**INSTRUCTIONS FOR THE TASK**
Reproduce verbatim the passage of the thread on listing Postgres system tables, beginning at the words "I vote don't do anything clever, show" and stopping after "geospatial extension level.".

**TEXT TO READ**
┌──

Describe the solution you'd like

if possible, avoid listing system tables

What version of ibis are you running?

main

What backend(s) are you using, if any?

Postgres; would be nice to do this for others if it applies

Code of Conduct

gforsyth commented 7 months ago

Can you try out my no schema branch? I think I fixed this over there

lostmygithubaccount commented 7 months ago

mostly fixed! down to 3:

[ins] In [1]: import ibis

[ins] In [2]: con = ibis.postgres.connect(host="localhost", user="postgres", password="postgres", database="ibis_testing")

[ins] In [3]: con.list_tables()
Out[3]: ['geography_columns', 'geometry_columns', 'spatial_ref_sys']

if it's possible/you want to remove those you can leave this open, or perhaps just mark your PR as closing this issue?

gforsyth commented 7 months ago

I'll self-assign this and tackle it as a followup after #8655 is merged.

gforsyth commented 7 months ago

Hmm, well, I'm not sure what to do about those tables -- it's two views and one table and they are in the public "schema" (grrr).

ibis_testing=# \dt public.*
              List of relations
 Schema |      Name       | Type  |  Owner   
--------+-----------------+-------+----------
 public | spatial_ref_sys | table | postgres
(1 row)

ibis_testing=# \dv public.*
              List of relations
 Schema |       Name        | Type |  Owner   
--------+-------------------+------+----------
 public | geography_columns | view | postgres
 public | geometry_columns  | view | postgres
(2 rows)

We can add special handling to remove them from the output of list_tables but I think we'd want to know that users wouldn't ever need to see them.

jcrist commented 7 months ago

We can add special handling to remove them from the output of list_tables but I think we'd want to know that users wouldn't ever need to see them.

IMO I think the optimal behavior for "system" tables like these would be:

Filtering them from list_tables seems fine to me.

gforsyth commented 7 months ago

Currently on the kill-schema branch, if no catalog or database is provided, we use the default values of self.current_catalog and self.current_database -- which for the Ibis testing container should be ibis_testing.public.

I think filtering out the above system tables for a "clean" con.list_tables() sounds good.

Do we want to be less prescriptive if the user is explicitly asking for things in ibis_testing.public?

e.g. do we want something like this? ( I genuinely don't know -- I think I don't like this but I'm waffling)

>>> con.list_tables()
[]
>>> con.list_tables(database=("ibis_testing", "public"))
['geography_columns', 'geometry_columns', 'spatial_ref_sys']
cpcloud commented 7 months ago

I think if we consider non-system tables to be any table that wasn't created by postgres itself, that was created using a CREATE TABLE statement or the corresponding C API, then we should include tables created by extensions in the output of list_tables().

jcrist commented 7 months ago

I think we should be uniform in how we're filtering, so if "system" tables can appear in other databases/catalogs then we should also filter there.

I could also go with Phillip's definition of system tables above, although I think the geo-extension is common enough (and creates some known tables) so special-casing and excluding those here also seems fine to me.

cpcloud commented 7 months ago

It seems like extension tables are probably placed into the public schema for a reason, so listing them doesn't strike me as a horrible choice

cpcloud commented 7 months ago

Postgres' default behavior is not as simple as "look in public", it's got something analogous to PATH but for the schema search space, called search_path, further complicating things.

lostmygithubaccount commented 7 months ago

from a UX perspective, I mainly just want to easily see the tables I create in the database. that's hard with 247 but fine with 3 in there by default. no strong opinion from me on whether those 3 should be listed or not but it's fine for my use cases at least

NickCrews commented 7 months ago

I vote don't do anything clever, show everything in public. If you don't want clutter (which is reasonable) then this should get fixed at the geospatial extension level.

gforsyth commented 7 months ago

I vote don't do anything clever that's a good guiding principle.

Ok, I'm going set #8655 to close this

└──

**AVAILABLE DATA**
┌──

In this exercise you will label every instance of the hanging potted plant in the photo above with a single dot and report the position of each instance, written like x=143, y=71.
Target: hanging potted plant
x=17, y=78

└──

**EXERCISE ANSWER**
I vote don't do anything clever, show everything in public. If you don't want clutter (which is reasonable) then this should get fixed at the geospatial extension level.